(Text section begins)

How to cite this URL:
Mithari HS, Gole PV, Kharkar VD, Mahajan SA. Generalized bullous fixed drug eruption to fluconazole; with cross-reactivity to tinidazole. Indian J Dermatol [serial online] 2019 [cited 2019 Sep 16];64:335-7. Available from: http://www.e-ijd.org/text.asp?2019/64/4/335/262174




Sir,

Fixed drug eruption (FDE) to fluconazole [1],[2] and tinidazole [1] has been reported previously, however, its cross-reactivity with other azoles of different groups is rare. We report a case of generalized bullous FDE to fluconazole in a patient having a cross-sensitivity to a nitroimidazole (tinidazole) without cross-reactivity to a structurally similar triazole (itraconazole).


   Case Top


A 55-year-old male presented with complaints of multiple, reddish, fluid-filled lesions all over the body, as well as oral and genital erosions since 3 days. There was history of treatment for tinea corporis with itraconazole 100 mg BD, antihistamines along with topical 2% miconazole cream. After 4 weeks, he was started on tablet fluconazole 150 mg weekly dose. Patient complained of intense burning sensation and eruption of the lesions within 2 hours of consuming tablet fluconazole. Patient had similar skin eruptions 1 year back following intake of tinidazole for complaints of diarrhea when the episode was less severe and without mucosal involvement.

(Text section ends)

- [Questions to answer]:
a. Answer these from the case report on fluconazole eruption, one line each:
(i) What drug had the patient taken a year earlier for diarrhea?
(ii) How soon after taking tablet fluconazole did the burning and eruption begin?
(iii) Which triazole did the patient show no cross-reactivity to?
b. Summarize the case report on fluconazole eruption in two sentences.
c. Carry the case report on fluconazole eruption forward from the point where it stops.

(Data supplied begins)

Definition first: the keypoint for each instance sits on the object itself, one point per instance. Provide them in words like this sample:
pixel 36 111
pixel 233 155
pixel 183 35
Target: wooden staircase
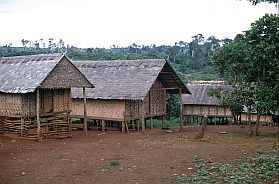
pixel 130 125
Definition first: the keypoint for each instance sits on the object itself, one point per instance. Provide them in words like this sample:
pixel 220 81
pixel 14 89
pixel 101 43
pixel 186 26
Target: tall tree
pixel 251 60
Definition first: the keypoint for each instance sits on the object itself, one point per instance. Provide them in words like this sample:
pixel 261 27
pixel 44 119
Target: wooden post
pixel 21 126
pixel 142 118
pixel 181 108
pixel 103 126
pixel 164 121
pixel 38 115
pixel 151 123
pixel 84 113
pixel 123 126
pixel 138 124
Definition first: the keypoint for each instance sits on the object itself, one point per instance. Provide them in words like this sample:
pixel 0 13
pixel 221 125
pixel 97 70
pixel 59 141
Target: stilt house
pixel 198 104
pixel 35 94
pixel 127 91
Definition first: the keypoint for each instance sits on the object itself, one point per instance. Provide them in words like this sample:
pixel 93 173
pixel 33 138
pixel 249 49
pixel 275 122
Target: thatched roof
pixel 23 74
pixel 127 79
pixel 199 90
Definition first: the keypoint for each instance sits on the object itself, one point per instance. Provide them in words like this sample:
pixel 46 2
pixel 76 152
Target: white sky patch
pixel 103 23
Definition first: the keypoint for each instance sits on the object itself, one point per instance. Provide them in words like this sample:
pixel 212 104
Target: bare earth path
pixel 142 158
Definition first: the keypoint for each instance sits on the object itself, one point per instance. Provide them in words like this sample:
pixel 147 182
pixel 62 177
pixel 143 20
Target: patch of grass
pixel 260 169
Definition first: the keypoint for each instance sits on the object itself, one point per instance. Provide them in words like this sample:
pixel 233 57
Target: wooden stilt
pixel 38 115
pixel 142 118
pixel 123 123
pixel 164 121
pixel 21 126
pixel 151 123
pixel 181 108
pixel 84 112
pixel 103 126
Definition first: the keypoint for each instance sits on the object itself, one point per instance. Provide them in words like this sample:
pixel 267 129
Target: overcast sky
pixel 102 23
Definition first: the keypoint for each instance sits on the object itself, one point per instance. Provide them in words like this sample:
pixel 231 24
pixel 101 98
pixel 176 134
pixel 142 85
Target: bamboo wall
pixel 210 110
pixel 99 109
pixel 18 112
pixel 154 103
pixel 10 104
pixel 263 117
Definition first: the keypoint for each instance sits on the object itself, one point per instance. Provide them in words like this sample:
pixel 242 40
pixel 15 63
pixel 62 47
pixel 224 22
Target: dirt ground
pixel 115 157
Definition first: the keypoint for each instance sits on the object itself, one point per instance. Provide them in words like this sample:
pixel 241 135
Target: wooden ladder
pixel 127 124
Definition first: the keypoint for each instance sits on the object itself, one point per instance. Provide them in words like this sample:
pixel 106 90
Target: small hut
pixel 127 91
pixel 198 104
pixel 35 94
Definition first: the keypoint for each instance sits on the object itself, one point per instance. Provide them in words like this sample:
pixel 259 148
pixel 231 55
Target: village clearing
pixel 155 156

(Data supplied ends)
(Data supplied begins)

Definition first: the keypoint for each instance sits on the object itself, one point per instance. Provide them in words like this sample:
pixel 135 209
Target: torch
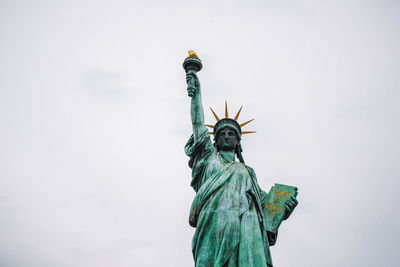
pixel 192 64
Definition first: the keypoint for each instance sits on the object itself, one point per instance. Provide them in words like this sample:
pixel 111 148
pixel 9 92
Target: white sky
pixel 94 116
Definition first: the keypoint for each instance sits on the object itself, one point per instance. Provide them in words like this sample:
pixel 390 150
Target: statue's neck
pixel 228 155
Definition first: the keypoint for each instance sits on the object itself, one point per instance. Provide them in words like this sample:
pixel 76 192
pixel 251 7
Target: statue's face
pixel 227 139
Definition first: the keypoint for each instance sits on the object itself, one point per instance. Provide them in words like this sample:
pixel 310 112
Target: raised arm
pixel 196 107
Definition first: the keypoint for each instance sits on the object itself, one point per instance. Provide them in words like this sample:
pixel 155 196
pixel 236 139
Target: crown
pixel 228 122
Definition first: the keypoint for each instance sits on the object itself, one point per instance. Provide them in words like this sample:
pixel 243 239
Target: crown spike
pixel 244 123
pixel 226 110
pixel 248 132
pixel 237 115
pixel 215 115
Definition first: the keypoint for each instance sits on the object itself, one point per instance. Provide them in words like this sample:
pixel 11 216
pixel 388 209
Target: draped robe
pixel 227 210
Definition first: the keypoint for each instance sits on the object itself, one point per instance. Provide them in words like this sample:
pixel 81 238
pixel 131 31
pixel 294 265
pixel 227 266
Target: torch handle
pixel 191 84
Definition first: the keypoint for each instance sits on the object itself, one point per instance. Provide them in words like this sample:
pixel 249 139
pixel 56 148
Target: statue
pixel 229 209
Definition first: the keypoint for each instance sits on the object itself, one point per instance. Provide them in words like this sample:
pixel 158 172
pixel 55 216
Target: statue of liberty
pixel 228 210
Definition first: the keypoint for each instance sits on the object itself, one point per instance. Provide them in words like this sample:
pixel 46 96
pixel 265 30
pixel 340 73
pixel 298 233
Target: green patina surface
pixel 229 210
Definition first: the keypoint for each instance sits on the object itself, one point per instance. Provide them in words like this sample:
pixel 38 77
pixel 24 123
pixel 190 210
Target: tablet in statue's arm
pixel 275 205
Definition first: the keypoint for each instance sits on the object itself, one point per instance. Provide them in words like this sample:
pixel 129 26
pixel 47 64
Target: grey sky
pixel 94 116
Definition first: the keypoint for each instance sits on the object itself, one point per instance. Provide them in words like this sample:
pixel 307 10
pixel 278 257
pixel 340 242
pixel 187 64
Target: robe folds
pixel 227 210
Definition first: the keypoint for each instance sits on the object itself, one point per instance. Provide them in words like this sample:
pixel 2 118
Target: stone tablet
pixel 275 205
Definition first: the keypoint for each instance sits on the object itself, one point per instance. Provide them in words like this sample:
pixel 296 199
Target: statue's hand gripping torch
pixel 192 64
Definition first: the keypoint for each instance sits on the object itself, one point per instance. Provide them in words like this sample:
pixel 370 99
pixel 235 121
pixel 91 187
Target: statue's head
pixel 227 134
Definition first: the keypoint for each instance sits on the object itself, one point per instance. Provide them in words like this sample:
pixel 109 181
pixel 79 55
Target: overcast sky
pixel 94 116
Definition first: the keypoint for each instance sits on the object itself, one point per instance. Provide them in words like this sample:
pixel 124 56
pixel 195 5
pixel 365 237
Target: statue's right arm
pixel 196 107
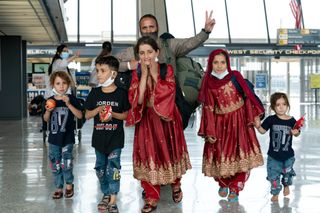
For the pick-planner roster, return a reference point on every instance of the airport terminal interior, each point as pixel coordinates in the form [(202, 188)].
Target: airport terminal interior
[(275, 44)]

(Data supplied ends)

- [Answers provided]:
a.
(i) Tinidazole
(ii) Within 2 hours
(iii) Itraconazole

b. The case report describes generalized bullous fixed drug eruption to fluconazole in a patient who was cross-sensitive to tinidazole but showed no cross-reactivity to itraconazole. A 55-year-old man treated for tinea corporis had intense burning and an eruption of reddish, fluid-filled lesions within 2 hours of taking fluconazole, along with oral and genital erosions, after a milder similar eruption a year earlier following tinidazole.

c.
On examination, there were multiple well-defined dusky erythematous patches with central vesiculation all over the body [Figure 1] and [Figure 2] and erosions on the lips [Figure 3] and genitals. Histopathology revealed subepidermal blister with necrotic keratinocytes in the epidermis and basal cell vacuolar degeneration with pigmentary incontinence [Figure 4] and [Figure 5]. History and clinical examination, temporal relation with the drug, and the histopathology led to the diagnosis of FDE to fluconazole. The causality assessment showed “definite” and “certain” association as per the Naranjo scale and WHO-UMC causality assessment system, respectively.[3],[4] Provocation test was not performed since the patient had extensive drug reaction and rechallenge was not ethically justified. Patient was treated with steroids and lesions healed with residual hyperpigmentation.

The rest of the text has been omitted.